Challenge: Update everything from the line containing "at the cardboard" down to the end of the records by changing "metal barricade" to "steel barricade" and leaving all else unchanged, then give those lines again.

Coordinate annotation records:
***

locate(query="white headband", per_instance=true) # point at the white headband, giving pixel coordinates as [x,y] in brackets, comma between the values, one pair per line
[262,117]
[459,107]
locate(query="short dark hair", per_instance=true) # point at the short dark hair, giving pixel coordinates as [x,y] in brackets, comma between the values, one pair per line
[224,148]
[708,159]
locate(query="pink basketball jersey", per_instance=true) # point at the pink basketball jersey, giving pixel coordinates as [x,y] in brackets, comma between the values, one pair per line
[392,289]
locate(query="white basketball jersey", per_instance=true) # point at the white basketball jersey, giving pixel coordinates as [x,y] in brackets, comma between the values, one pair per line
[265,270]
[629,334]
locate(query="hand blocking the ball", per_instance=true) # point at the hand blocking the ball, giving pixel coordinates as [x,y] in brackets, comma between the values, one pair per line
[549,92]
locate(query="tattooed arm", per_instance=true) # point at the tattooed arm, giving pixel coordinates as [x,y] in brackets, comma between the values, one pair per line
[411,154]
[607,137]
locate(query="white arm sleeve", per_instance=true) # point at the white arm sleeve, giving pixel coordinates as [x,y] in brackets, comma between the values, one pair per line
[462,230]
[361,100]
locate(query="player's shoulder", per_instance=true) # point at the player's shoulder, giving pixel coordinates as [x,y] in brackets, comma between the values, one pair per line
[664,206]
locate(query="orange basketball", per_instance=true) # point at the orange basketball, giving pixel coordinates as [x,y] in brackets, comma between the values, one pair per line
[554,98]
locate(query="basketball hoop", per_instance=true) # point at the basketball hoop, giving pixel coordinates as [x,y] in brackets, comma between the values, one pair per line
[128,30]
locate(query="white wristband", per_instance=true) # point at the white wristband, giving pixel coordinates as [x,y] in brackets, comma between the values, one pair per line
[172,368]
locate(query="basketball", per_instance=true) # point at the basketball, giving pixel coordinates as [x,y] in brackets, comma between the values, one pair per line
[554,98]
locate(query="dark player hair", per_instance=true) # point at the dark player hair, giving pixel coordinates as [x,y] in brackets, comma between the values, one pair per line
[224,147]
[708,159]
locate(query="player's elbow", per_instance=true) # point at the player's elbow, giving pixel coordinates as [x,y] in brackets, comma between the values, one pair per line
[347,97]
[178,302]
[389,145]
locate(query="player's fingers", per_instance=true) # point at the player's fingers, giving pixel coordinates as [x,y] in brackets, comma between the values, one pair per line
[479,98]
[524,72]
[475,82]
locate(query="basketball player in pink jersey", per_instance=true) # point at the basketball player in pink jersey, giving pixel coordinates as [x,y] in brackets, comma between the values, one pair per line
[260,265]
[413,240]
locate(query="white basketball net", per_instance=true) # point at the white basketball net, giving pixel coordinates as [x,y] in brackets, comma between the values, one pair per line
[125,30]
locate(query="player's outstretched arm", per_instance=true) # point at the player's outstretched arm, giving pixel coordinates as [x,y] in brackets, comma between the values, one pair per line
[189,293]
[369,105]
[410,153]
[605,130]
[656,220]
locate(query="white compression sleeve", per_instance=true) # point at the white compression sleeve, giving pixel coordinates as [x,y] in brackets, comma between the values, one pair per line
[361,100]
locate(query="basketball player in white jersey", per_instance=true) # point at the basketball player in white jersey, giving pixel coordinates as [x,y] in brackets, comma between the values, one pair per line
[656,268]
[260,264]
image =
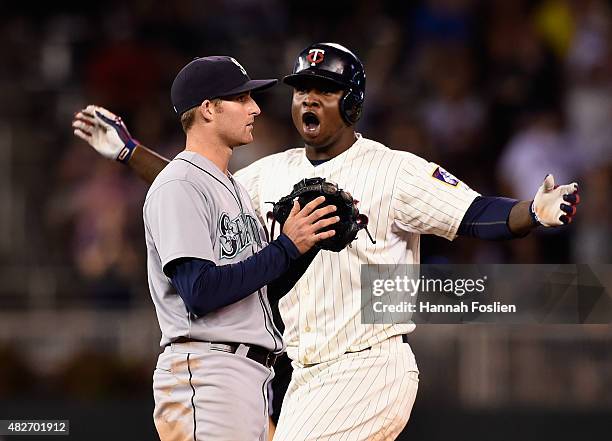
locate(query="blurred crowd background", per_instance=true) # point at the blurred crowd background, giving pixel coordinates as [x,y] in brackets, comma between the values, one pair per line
[499,92]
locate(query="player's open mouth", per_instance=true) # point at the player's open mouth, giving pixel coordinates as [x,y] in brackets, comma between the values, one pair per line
[311,123]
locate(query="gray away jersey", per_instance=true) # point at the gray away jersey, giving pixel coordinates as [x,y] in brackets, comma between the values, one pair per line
[193,210]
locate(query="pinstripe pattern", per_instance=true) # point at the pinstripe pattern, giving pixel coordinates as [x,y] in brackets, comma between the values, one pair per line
[397,192]
[341,390]
[365,395]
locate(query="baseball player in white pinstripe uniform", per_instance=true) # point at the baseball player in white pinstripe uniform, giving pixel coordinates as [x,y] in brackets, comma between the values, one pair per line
[353,381]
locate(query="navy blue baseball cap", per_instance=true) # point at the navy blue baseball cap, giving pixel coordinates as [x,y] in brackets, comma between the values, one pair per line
[207,78]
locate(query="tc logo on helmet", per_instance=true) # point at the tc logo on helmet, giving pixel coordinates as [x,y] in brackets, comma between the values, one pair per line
[315,56]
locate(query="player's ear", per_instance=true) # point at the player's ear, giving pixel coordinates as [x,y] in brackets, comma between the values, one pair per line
[207,110]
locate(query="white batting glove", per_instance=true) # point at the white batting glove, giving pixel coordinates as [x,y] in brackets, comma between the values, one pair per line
[555,205]
[105,132]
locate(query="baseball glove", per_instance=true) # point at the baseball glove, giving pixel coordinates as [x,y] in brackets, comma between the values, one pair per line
[351,221]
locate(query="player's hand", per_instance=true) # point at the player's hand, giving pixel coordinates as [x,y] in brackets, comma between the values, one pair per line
[555,205]
[304,226]
[105,132]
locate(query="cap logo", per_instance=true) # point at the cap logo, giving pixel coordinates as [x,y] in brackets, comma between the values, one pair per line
[233,60]
[315,56]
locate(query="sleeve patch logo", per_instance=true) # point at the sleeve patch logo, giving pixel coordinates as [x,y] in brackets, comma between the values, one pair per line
[444,176]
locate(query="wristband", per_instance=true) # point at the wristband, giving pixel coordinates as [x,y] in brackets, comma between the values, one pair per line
[534,216]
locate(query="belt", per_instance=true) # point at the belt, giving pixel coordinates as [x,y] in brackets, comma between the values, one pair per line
[254,352]
[404,340]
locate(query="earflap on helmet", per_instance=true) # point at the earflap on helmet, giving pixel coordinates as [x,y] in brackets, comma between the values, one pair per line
[351,106]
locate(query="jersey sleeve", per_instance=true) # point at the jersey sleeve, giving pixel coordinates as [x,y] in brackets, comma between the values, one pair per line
[179,220]
[429,200]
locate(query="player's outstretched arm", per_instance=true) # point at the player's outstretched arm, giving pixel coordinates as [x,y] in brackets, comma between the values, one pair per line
[109,136]
[553,205]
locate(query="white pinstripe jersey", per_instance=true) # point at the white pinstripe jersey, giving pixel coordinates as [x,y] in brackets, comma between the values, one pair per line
[403,196]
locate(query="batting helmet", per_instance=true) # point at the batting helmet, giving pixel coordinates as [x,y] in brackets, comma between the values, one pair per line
[333,62]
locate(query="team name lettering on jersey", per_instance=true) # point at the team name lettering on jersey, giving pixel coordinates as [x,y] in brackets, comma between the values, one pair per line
[237,234]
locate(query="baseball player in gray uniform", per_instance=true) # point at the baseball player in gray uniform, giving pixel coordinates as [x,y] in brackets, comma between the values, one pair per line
[209,262]
[354,381]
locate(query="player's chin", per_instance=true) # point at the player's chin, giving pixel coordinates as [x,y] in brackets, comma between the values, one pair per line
[312,137]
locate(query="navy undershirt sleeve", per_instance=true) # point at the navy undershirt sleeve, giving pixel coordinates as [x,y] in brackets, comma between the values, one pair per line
[206,287]
[487,218]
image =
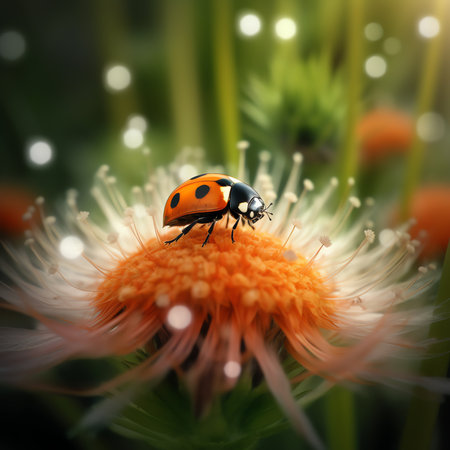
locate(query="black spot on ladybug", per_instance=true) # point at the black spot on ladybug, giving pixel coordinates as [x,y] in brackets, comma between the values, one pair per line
[201,191]
[224,182]
[175,200]
[197,176]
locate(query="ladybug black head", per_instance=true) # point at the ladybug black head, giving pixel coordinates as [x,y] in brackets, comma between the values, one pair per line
[245,201]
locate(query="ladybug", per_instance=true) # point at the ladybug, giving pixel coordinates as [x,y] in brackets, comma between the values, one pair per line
[206,198]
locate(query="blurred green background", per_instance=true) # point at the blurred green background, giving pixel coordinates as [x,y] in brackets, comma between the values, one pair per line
[359,87]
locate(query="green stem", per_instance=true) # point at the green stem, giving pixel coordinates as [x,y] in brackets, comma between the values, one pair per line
[183,76]
[426,95]
[424,407]
[225,78]
[348,153]
[340,419]
[111,31]
[340,402]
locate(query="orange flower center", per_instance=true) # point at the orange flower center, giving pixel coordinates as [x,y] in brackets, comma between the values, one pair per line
[256,273]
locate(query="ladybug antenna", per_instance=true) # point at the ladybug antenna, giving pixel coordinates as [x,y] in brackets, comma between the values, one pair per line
[268,213]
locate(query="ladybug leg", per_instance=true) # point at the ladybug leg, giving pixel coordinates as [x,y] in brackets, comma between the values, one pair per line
[185,230]
[234,227]
[211,228]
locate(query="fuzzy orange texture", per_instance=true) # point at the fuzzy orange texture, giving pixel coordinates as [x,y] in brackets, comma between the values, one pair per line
[431,208]
[383,132]
[14,202]
[246,278]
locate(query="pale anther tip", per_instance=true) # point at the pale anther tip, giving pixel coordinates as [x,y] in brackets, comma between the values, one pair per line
[82,216]
[297,157]
[50,220]
[243,145]
[52,269]
[308,184]
[355,202]
[264,156]
[112,238]
[410,249]
[290,197]
[370,236]
[325,241]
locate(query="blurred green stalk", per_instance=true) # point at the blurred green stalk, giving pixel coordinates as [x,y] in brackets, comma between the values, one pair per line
[348,152]
[111,31]
[424,407]
[182,71]
[340,406]
[340,419]
[426,95]
[225,78]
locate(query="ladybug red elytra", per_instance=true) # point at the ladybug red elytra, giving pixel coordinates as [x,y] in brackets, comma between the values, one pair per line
[206,198]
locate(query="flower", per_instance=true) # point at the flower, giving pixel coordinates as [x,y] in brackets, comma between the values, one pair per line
[431,209]
[14,202]
[383,132]
[309,283]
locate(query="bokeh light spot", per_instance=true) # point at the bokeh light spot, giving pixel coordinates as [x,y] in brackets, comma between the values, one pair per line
[138,123]
[430,127]
[117,77]
[387,237]
[375,66]
[392,46]
[179,317]
[232,369]
[285,28]
[373,31]
[429,27]
[71,247]
[249,25]
[133,138]
[40,152]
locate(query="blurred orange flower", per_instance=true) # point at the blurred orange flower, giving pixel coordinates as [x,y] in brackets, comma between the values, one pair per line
[383,132]
[431,208]
[14,203]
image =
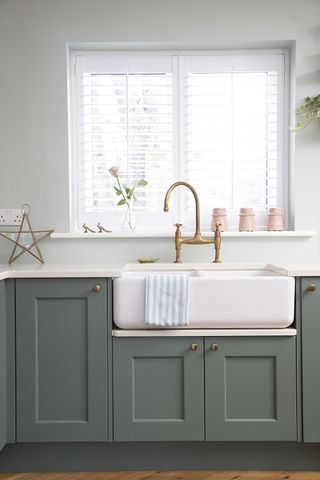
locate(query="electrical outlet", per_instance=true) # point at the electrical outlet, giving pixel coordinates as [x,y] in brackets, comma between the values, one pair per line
[10,216]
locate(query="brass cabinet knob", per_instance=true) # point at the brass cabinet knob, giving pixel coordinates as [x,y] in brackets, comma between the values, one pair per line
[312,287]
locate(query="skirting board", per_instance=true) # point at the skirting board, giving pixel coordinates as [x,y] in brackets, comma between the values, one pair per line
[160,456]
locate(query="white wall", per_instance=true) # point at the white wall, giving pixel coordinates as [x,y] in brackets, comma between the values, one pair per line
[33,108]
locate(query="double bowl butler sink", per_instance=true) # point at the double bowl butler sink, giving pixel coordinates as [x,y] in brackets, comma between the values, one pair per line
[217,299]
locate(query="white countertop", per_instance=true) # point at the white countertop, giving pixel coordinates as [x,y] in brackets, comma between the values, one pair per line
[213,332]
[59,271]
[115,270]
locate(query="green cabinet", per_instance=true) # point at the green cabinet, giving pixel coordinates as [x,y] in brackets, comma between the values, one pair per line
[250,388]
[158,389]
[3,368]
[229,388]
[61,355]
[310,315]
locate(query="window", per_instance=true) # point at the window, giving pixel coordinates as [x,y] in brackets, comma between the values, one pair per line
[216,120]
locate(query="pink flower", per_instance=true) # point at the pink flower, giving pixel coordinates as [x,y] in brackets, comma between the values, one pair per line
[114,171]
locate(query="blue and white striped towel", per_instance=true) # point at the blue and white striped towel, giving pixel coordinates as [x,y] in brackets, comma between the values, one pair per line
[167,300]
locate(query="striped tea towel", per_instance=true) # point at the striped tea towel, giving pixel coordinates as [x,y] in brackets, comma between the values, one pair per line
[167,300]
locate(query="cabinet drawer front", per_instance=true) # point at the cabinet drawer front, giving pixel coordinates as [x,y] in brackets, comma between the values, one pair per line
[158,389]
[250,389]
[61,360]
[310,292]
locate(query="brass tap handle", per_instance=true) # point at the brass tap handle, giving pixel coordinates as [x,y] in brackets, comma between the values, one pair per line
[177,236]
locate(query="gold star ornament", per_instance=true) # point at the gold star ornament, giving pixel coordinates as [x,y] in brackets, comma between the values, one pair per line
[20,247]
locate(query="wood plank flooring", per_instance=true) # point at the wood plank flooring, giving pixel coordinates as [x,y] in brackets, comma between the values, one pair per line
[162,475]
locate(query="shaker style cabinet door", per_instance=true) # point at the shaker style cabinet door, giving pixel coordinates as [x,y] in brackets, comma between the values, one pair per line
[61,336]
[310,313]
[250,388]
[3,368]
[158,389]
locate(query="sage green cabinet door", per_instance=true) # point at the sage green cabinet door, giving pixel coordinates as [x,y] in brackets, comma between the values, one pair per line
[310,310]
[250,388]
[61,360]
[158,389]
[3,368]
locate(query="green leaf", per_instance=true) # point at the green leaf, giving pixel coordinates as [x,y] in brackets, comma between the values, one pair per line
[142,182]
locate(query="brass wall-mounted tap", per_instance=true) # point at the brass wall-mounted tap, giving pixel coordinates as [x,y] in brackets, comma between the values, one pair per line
[197,239]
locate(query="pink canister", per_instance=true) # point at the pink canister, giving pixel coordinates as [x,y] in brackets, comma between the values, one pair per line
[246,220]
[219,215]
[275,219]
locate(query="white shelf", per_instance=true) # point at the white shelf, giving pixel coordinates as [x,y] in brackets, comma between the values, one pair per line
[170,234]
[244,332]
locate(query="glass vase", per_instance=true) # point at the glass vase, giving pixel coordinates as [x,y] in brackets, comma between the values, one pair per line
[128,223]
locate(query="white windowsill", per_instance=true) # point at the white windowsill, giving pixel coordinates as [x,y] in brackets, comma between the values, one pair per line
[144,233]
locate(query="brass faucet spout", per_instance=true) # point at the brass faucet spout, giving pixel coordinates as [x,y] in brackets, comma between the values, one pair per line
[196,199]
[197,238]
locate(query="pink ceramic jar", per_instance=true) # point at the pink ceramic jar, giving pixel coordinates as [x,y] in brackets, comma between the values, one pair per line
[219,215]
[246,220]
[275,219]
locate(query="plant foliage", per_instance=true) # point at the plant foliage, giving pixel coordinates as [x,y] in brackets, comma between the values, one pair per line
[307,112]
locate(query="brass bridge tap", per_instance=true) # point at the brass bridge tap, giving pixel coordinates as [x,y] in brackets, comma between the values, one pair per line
[197,239]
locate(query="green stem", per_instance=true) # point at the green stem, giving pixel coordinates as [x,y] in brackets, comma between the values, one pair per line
[122,192]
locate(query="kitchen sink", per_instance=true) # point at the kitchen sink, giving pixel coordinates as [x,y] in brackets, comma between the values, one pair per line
[218,299]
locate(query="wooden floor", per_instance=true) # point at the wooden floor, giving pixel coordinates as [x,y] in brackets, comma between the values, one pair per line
[160,475]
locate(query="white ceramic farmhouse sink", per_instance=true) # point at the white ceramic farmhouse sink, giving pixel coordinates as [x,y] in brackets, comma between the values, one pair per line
[218,299]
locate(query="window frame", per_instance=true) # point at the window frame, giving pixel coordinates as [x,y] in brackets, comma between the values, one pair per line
[177,202]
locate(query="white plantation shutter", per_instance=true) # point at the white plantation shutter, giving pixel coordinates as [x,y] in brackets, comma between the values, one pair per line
[125,118]
[214,120]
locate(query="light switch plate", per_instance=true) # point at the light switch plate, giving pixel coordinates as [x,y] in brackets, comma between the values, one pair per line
[10,216]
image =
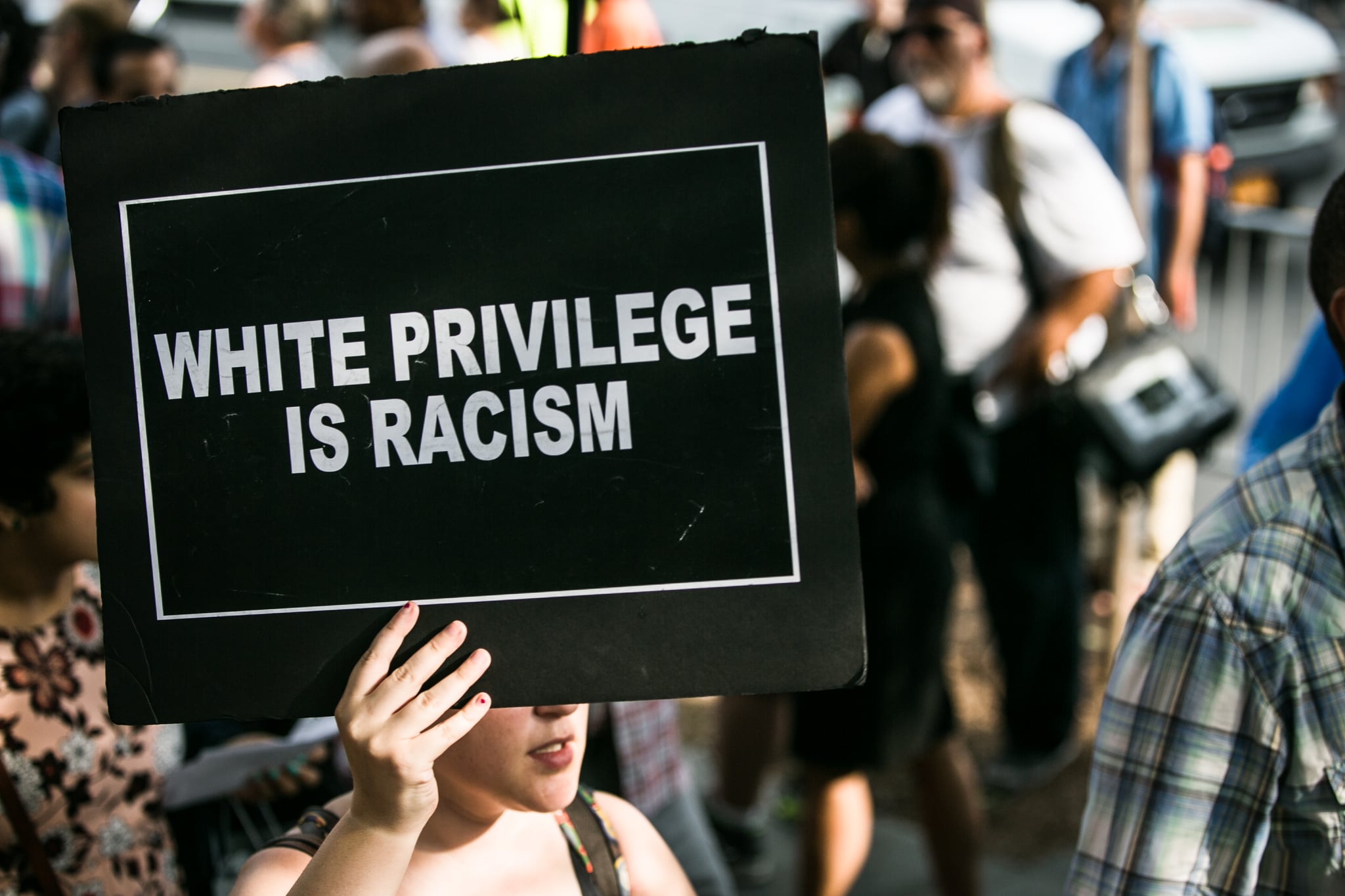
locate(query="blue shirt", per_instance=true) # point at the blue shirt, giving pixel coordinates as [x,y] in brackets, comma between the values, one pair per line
[1183,119]
[1294,409]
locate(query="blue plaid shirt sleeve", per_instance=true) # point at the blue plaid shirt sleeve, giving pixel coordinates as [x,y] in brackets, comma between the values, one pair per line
[1219,766]
[1187,758]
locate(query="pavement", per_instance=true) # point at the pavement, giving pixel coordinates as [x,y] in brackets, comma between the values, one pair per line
[898,867]
[898,864]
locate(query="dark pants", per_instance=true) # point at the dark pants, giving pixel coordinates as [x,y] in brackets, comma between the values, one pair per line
[1024,535]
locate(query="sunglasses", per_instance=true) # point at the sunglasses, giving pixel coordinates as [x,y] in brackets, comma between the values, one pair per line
[933,33]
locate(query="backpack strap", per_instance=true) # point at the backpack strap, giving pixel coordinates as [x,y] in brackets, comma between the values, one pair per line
[311,830]
[27,834]
[594,843]
[1006,187]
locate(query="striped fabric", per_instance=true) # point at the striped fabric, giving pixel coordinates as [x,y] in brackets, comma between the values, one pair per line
[37,278]
[649,748]
[1219,766]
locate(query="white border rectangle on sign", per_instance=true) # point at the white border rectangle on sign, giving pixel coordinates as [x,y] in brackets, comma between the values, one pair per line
[674,586]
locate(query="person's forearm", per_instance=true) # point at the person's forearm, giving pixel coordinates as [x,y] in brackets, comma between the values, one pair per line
[357,859]
[1083,297]
[1189,209]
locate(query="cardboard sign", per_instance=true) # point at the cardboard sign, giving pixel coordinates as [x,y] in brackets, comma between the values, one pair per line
[550,347]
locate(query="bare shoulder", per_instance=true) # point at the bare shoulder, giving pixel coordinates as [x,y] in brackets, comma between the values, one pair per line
[651,864]
[273,871]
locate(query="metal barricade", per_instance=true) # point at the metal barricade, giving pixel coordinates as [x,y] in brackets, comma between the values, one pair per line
[1255,305]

***

In response:
locate(query="cardboard sign", per_instance=true) # point at the cardboard sign, giving pixel coordinates as [x,y] in brackets, comma between the values, one pair per line
[550,347]
locate(query="bare shoulder", per_instance=true) # point at the bare shoulder, giving pixel coordinates as [x,y] in brackets, comma between the values, one pair per line
[651,864]
[273,871]
locate(query="steel barricade", per_instance=true) # point at the steel barricade, giving pixel coordinates as [x,y] in brackets, comma between the values, one pair per line
[1255,305]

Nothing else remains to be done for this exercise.